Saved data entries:
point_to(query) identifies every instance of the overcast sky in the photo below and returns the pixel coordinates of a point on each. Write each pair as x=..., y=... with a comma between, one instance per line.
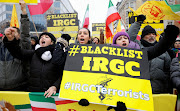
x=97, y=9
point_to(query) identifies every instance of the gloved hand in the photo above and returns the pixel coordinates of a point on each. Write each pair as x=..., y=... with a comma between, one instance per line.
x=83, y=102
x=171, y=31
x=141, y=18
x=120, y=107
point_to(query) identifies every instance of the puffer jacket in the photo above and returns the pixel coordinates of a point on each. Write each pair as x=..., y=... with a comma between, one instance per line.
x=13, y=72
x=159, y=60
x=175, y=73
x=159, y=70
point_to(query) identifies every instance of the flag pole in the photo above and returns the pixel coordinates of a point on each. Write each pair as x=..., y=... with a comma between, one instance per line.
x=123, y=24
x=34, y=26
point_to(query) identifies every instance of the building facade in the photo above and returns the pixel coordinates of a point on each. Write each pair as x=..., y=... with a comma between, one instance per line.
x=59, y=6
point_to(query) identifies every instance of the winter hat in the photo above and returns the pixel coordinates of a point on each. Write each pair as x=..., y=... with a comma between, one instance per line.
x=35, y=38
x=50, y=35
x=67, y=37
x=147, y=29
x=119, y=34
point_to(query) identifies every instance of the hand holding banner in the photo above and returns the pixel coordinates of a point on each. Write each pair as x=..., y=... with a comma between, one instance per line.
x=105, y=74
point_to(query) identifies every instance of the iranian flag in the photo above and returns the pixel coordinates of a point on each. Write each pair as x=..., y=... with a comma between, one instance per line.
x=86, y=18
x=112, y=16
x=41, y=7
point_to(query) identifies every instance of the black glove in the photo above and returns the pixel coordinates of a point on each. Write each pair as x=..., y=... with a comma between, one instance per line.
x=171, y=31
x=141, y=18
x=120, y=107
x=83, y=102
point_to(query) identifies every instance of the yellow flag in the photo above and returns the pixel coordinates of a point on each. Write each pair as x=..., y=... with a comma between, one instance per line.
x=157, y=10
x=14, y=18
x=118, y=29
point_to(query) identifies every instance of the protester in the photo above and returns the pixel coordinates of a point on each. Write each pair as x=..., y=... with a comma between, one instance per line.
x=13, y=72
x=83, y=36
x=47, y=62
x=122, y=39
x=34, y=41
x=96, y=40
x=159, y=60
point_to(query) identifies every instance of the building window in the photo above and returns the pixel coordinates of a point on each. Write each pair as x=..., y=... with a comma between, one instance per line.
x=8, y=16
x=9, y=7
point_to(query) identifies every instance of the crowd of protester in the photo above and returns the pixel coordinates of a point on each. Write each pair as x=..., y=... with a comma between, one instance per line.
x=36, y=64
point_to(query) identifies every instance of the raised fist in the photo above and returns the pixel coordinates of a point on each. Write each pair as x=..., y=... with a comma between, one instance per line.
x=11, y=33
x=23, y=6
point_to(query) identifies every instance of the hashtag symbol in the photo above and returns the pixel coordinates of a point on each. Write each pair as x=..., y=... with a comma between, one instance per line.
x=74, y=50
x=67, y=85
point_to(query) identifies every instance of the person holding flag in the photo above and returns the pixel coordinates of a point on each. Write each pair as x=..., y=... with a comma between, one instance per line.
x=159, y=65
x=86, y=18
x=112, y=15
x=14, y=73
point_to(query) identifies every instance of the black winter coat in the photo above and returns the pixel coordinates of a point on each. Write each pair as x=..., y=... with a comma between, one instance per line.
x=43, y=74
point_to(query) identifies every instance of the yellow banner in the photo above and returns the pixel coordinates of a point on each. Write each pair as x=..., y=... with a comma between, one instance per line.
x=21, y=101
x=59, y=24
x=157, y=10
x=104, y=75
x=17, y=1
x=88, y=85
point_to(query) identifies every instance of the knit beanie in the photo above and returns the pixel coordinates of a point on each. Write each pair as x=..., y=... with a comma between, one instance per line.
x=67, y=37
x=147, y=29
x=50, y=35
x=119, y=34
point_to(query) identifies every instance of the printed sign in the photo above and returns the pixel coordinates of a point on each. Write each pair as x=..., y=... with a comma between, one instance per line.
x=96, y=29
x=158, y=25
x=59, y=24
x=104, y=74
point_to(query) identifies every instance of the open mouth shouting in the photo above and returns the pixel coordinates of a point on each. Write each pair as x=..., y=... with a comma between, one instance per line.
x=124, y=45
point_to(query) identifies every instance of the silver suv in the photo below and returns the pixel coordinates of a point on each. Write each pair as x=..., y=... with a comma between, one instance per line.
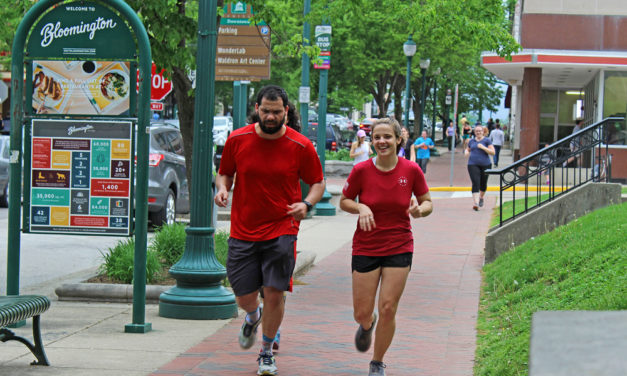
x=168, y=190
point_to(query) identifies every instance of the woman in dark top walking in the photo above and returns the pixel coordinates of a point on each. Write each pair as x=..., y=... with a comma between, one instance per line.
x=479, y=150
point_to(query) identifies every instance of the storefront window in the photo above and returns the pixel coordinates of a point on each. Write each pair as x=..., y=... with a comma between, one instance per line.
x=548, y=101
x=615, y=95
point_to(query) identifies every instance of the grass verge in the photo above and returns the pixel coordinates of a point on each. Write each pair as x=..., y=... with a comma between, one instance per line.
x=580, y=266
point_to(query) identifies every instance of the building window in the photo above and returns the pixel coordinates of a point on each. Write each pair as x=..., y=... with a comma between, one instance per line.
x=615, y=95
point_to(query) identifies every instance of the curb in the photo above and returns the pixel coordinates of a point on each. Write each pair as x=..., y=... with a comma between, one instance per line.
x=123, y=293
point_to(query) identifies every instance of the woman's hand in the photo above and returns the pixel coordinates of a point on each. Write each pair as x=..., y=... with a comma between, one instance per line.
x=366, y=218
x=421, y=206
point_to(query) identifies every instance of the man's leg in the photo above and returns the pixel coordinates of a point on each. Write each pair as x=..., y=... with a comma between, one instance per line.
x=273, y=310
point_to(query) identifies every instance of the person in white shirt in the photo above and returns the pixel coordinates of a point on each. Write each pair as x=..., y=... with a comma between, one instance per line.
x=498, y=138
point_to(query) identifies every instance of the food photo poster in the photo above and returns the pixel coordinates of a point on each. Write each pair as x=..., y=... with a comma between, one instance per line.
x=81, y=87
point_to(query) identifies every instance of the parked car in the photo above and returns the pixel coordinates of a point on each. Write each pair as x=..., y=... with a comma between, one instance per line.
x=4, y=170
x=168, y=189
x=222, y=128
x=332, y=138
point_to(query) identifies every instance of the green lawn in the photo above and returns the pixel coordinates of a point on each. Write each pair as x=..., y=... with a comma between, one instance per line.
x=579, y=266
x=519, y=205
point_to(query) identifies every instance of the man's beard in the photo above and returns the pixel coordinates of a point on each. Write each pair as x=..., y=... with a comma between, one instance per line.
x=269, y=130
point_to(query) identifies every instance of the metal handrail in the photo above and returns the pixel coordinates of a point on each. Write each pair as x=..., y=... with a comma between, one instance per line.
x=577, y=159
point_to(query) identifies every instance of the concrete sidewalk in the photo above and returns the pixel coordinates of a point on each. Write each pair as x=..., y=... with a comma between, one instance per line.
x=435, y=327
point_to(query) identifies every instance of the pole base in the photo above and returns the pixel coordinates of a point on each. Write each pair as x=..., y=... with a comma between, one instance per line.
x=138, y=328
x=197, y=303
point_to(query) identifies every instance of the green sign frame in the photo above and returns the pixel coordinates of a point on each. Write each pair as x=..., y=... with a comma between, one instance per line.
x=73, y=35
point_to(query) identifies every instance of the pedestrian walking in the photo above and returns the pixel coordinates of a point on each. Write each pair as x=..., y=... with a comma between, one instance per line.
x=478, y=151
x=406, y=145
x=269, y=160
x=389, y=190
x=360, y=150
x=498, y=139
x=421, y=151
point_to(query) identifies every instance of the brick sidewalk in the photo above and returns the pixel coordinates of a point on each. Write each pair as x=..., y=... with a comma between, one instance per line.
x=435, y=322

**Requirement:** Please quote all of the records above word for word, leaving the pictures out of your answer.

**Task solution:**
point_to(query) identifies every instance of the overcast sky in the photo below and returns the pixel coordinates of a point on each. Write each pair as x=..., y=... with a comma between, one instance per line.
x=97, y=9
point_to(query) identifies every instance of the gloved hand in the photo above and returns the pixel coordinates of a point on each. Write each pair as x=..., y=... with a comma between, one instance per line.
x=83, y=102
x=171, y=31
x=141, y=18
x=120, y=107
point_to(query) identifies every instance of the puffer jacket in the photo above and returns the pixel coordinates of a point on each. Write each pair as x=..., y=... with a comma between, one instance per line.
x=13, y=72
x=159, y=60
x=175, y=73
x=159, y=70
point_to(query) identifies every instance of the flag pole in the photo above and returns the pixel coordinates of a point on each. Write each pair as x=..., y=... with a comma between, one instance per line.
x=123, y=24
x=34, y=26
point_to(query) identifies every instance of the building facade in the photo above and returns the pixel coordinates of a point on each. Write each pair as x=..., y=... with a comma between, one instance per line.
x=59, y=6
point_to(query) identifies every instance of the winter hat in the photo above and returns the pixel coordinates of a point on each. Write each pair as x=..., y=... with a comma between, one instance per line.
x=35, y=38
x=50, y=35
x=67, y=37
x=147, y=29
x=119, y=34
point_to(query) identifies every instance of the hand holding banner in the photo above and returns the pixel coordinates of a point on each. Write each pair as x=..., y=... with a comma between, one instance per line.
x=105, y=74
point_to(query) identifies every instance of the iranian flag in the photo above and returns the pixel coordinates of a point on each. Write each pair as x=..., y=... with a comma between, one instance per line.
x=86, y=18
x=112, y=16
x=41, y=7
point_to(query) identifies every instance of the black glove in the photo above and returns the pixel coordinates of a point on each. Write each pair as x=..., y=... with a comma between, one instance per line.
x=171, y=31
x=141, y=18
x=120, y=107
x=83, y=102
point_to(query) identifies every instance of the yellow flag in the photo above and returns the pixel coordinates of a point on each. Write each pair as x=..., y=... with a comma between, one instance per line.
x=157, y=10
x=14, y=18
x=118, y=29
point_to(query) identifies every instance of the protester in the photo above and returns the pixel coordinates of a point on each. Write each pair as x=..., y=... with a comma between, one instance per line.
x=13, y=72
x=83, y=36
x=47, y=62
x=122, y=39
x=34, y=41
x=96, y=40
x=159, y=60
point_to(query) identifies every instance of the building window in the photo above and returns the pixel coordinates of a point on each. Write each pair as x=..., y=... with a comma between, one instance per line.
x=8, y=16
x=9, y=7
point_to(query) identifies every instance of the crowd of protester in the photo above and returns the pixel coordinates of a point on each. Write each pair as x=..., y=... with a comma between, one instance per line.
x=36, y=64
point_to(query) identifies every instance of the raised fist in the photo above and returns the pixel coordinates of a point on each. Write each pair as x=..., y=... with a comma between, one instance per line.
x=11, y=33
x=23, y=6
point_to(query) identifies every instance of the hashtag symbol in the photo above and returns the pixel coordinates of a point on each. Write each pair as x=..., y=... with a comma between, one instance per line.
x=74, y=50
x=67, y=85
point_to(query) identifies every instance of the person holding flag in the photo above and returns the pixel coordinates of a point on each. Write each pair as x=..., y=... with a comma between, one instance per line.
x=159, y=65
x=86, y=18
x=112, y=15
x=14, y=73
point_to(query) identifies every instance of the black winter coat in the photo above and returns the pixel coordinates of a point on each. Write each pair as x=..., y=... with a comma between, one instance per line.
x=43, y=74
point_to(query) identifies every instance of the yellow banner in the photo above and returns the pixel coordinates of a point on each. Write each pair as x=..., y=... with a comma between, one instance per line.
x=21, y=101
x=59, y=24
x=157, y=10
x=104, y=75
x=17, y=1
x=88, y=85
point_to(query) identifies every instance of the knit beanie in the photo above and returns the pixel coordinates of a point on each. Write each pair as x=..., y=... with a comma between, one instance per line.
x=67, y=37
x=147, y=29
x=50, y=35
x=119, y=34
point_to(query) identifies every instance of the printed sign in the photo above and returns the pixel coordinates of a point on each. Write each pair as x=..., y=... with a comma between, one instance per line.
x=96, y=29
x=158, y=25
x=59, y=24
x=104, y=74
point_to(query) identifies every instance of the open mouth shouting in the photo above and returns the pixel coordinates of a point on each. Write each pair as x=..., y=... with a comma between, one instance per line.
x=124, y=45
point_to(query) identifies every instance of the silver suv in the photo below and returns the pixel coordinates of a point on each. Write each pair as x=..., y=... with a comma between, one instance per line.
x=168, y=190
point_to(query) identifies every instance of the woman in dark top walking in the photo above and returns the pixel coordinates of a point on each. Write each pair as x=..., y=... with a comma between, one instance per line.
x=479, y=150
point_to(query) identifies every instance of the storefront window in the photo above and returns the pixel coordinates of a point on each. Write each pair as x=..., y=... with a comma between, one instance per line.
x=548, y=101
x=615, y=95
point_to(query) identifies every instance of the grass verge in the photo above and returns the pixel coordinates of a point on each. Write each pair as x=..., y=... with a comma between, one instance per line.
x=580, y=266
point_to(query) identifies every instance of the building window in the photo above and returns the pixel coordinates of a point on each. Write each pair as x=..., y=... with a comma between, one instance per line.
x=615, y=95
point_to(query) identifies every instance of the curb in the photo above and returns the pixel coordinates of a point on each. Write each pair as x=..., y=... with a comma between, one instance per line.
x=123, y=293
point_to(query) identifies every instance of the woman's hand in the photo above and returns the pixel coordinates of a point on each. Write each pair as x=..., y=... with a comma between, one instance per line.
x=366, y=218
x=421, y=206
point_to(query) identifies every instance of the man's leg in the photo above and returns the pixel coordinates of a point on each. Write each pair as x=..., y=... with a comma between, one instance per line.
x=273, y=310
point_to(query) identifies every instance of the person in white shirt in the photo above and returns the pixel coordinates of a point on each. Write each pair as x=..., y=... with a comma between, one instance per line.
x=498, y=138
point_to(query) identifies every instance of the food photo poster in the photo above and returns the pixel coordinates of a point on each. Write each pair as x=..., y=... with a comma between, one instance per line.
x=81, y=87
point_to(query) identifies every instance of the parked car in the photo above and returns the pixel coordinates of a point on each. Write each pair as x=..., y=... with a comma between, one instance per line.
x=4, y=170
x=168, y=189
x=222, y=128
x=332, y=138
point_to(query) identifies every instance of the green lawn in the photo above and returns the pixel coordinates of a point on each. Write each pair as x=..., y=... with a comma between, one instance per line.
x=579, y=266
x=519, y=205
point_to(query) identifies every instance of the man's beard in the photo above and returns the pixel coordinates of a point on each. Write each pair as x=..., y=... with a comma between, one instance per line.
x=269, y=130
point_to(query) identifies every instance of the metal handrail in the photo above and returns the pixel coordinates of a point on each. Write each pair as x=..., y=... with a comma between, one instance per line.
x=577, y=159
point_to(query) identifies every instance of the concrete sidewalk in the photo above and returns the pixel coordinates of a point on each. Write each pair as x=..., y=... with a comma between, one instance per line.
x=435, y=327
point_to(query) identifies every instance of the pole base in the photo above and returns the pixel coordinates of a point on each. Write each pair as x=..., y=... with a comma between, one instance per line.
x=138, y=328
x=197, y=303
point_to(query) identifies every instance of the green sign frame in the photo above and returns the pixel coordinates of a point on each. Write each pair as x=..., y=... with a comma between, one instance per line.
x=73, y=35
point_to(query) identifies every instance of the pedestrian walking in the photo above and returns the pixel coordinates of a point on each. Write each pair as x=..., y=... with a comma between, one instance per line.
x=478, y=151
x=406, y=145
x=269, y=160
x=389, y=190
x=360, y=150
x=498, y=139
x=421, y=151
point_to(query) identifies every instance of the brick sidewalk in the photo above and returns the pixel coordinates of a point on each. Write each pair as x=..., y=... with a comma between, one instance per line.
x=435, y=322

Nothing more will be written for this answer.